[Start Source document]

Victor Burgin (born 1941) is a British artist and writer. Burgin first came to attention as a conceptual artist in the late 1960s (Harrison & Wood, 1992; Walker, 2001) and at that time was most noted for being a political photographer of the left, who would fuse photographs and words in the same picture.  He has worked with photography and film, calling painting "the anachronistic daubing of woven fabrics with coloured mud" (Burgin, 1976). His work is influenced by a variety of theorists and philosophers, most especially thinkers such as Sigmund Freud, Henri Lefebvre, André Breton, Maurice Merleau-Ponty, Michel Foucault and Roland Barthes. (European Graduate School Staff Page)

Education

Burgin was born in Sheffield in England. He studied art at the Royal College of Art, in London, from 1962 to 1965 (A.R.C.A., 1st Class, 1965) before going to the United States to study at Yale University (M.F.A. 1967).

Academic career

Burgin taught at Trent Polytechnic from 1967 to 1973 and at the School of Communication, Polytechnic of Central London from 1973 to 1988. From 1988 to 2001 Burgin lived and worked in San Francisco. He taught in the History of Consciousness program at the University of California, Santa Cruz, where he became Professor Emeritus of History of Consciousness. In 2000 he was Robert Gwathmey Chair in Art and Architecture, The Cooper Union for the Advancement of Science and Art, New York. From 2001 to 2006 he was Millard Professor of Fine Art at Goldsmiths College, University of London. He is currently Professor of Visual Studies, Winchester School of Art, University of Southampton. In 2005 he received an Honorary Degree of Doctor of Sheffield Hallam University (Hon. DUniv). In 2010 he received a Doctorat Honoris Causa from the Université de Liège.

Honours and awards

In 1986, Burgin was nominated for the Turner Prize for his exhibitions at the Institute of Contemporary Arts and Kettle's Yard Gallery in Cambridge and for a collection of his theoretical writings (The End of Art Theory) and a monograph of his visual work (Between).

Public commissions
 1976  'What does possession mean to you?,' color poster, 1000 copies posted in the streets in the center of Newcastle upon Tyne, summer; other poster works, various dates.
 1987  Fall, Video-wall (36 monitors), two-minute videodisk programme, Mississauga Shopping Mall, and other locations, Toronto.
 1989  Fall, Video-wall [Edited version (9 monitors)], two-minute videodisk programme, Tate Gallery, London.

[End Source document]

# Task requirements
**1)** Using the Victor Burgin biography, answer each question on its own line:
(a) In which city was Burgin born?
(b) In what year was he nominated for the Turner Prize?
(c) How many copies of the 1976 poster were put up in Newcastle upon Tyne?
**2)** Carry on the Victor Burgin biography from its last line.

[Start Given information]

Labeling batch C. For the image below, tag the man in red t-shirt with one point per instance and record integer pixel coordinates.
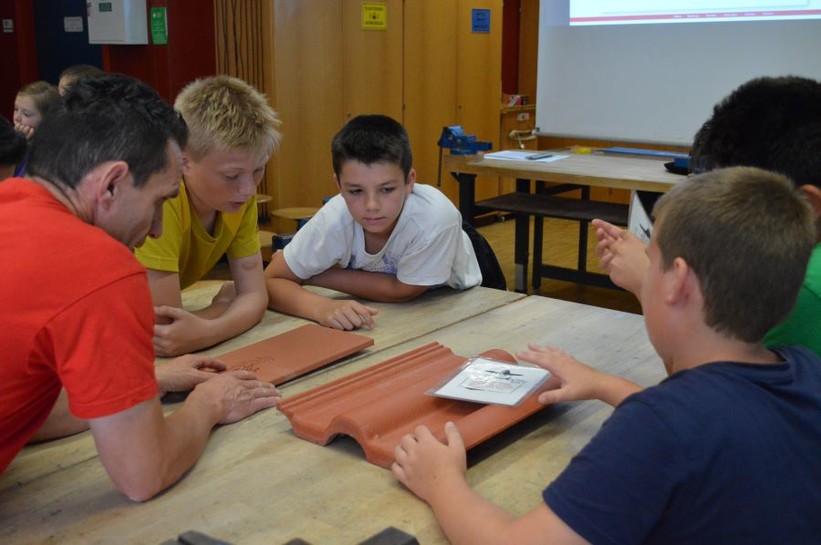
(77, 315)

[End Given information]

# Task-by-task answers
**1)**
(a) Sheffield, England
(b) 1986
(c) 1000

**2)**
 1989  Original print for ‘Estampes et Revolution: 200 Ans Après,’ Centre National des Arts Plastiques, Ministère de la Culture et de la Communication, France (100 sets of prints, commissioned from an international selection of artists, and distributed throughout France as part of the Bicentennial Celebration of the French Revolution).
 1993  Poster for 'Images pour la lutte contre le sida', Ministère de la Culture et de la Communication, France/Agence française de lutte contre le sida: national poster campaign with posters commissioned from an international selection of 35 artists.
 1993 Venise, 30 min video, Ville de Marseille, France.
 1994  Design for permanent video installation for the Hotel Furkablick, Furkapasshöhe, Switzerland.
 1994  Permanent video installation for the Médiatheque d'Orléans, Ville d'Orléans, France.
 2004  Restored, Permanent video installation for London Symphony Orchestra, St. Luke's, Old Street, London.
 2021  'Division/Revision', poster project curated by Uta Kögelsberger, Newcastle University

Books and monographs on or by Burgin
 1973  Work and Commentary, London, Latimer
 1976 Two Essays on Art, Photography and Semiotics, London, Robert Self Publications
 1977 Victor Burgin, Eindhoven, Stedelijk van abbemuseum
 1977 Family, New York, Lapp Princess Press, Ltd., in association with Printer Matter, Inc.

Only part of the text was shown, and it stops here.